Your objective:
The listing below holds a line with "the red coat" and a line with "of the dark". Reproduce those two lines exactly, plus everything between them.

Data records:
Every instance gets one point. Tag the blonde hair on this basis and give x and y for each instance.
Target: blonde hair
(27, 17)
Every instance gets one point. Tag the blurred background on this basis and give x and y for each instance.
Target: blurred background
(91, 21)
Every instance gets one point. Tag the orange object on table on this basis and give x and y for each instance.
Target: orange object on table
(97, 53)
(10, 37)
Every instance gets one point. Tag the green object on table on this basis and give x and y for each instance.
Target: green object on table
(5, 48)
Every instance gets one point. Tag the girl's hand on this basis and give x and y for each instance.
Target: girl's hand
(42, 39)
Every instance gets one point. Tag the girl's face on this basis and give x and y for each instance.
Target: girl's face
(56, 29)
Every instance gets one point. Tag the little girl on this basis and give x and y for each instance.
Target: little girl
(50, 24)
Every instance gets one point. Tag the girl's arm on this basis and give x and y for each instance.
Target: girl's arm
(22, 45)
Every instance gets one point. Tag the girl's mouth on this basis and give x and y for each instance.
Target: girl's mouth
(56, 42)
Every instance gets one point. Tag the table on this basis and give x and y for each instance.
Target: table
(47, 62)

...

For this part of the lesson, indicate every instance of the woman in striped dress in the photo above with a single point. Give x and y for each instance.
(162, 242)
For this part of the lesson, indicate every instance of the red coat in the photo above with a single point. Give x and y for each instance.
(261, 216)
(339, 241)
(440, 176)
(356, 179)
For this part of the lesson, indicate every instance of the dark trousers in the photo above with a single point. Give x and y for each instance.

Exercise response:
For this part of the lesson, indicate every instance of the red coat in the photo above with a single point. Give x and y for each instance.
(261, 216)
(339, 241)
(440, 176)
(356, 179)
For this part of the lesson, indicate every instance of the dark trousers in the photo above with a single point. Give x and y for each instance.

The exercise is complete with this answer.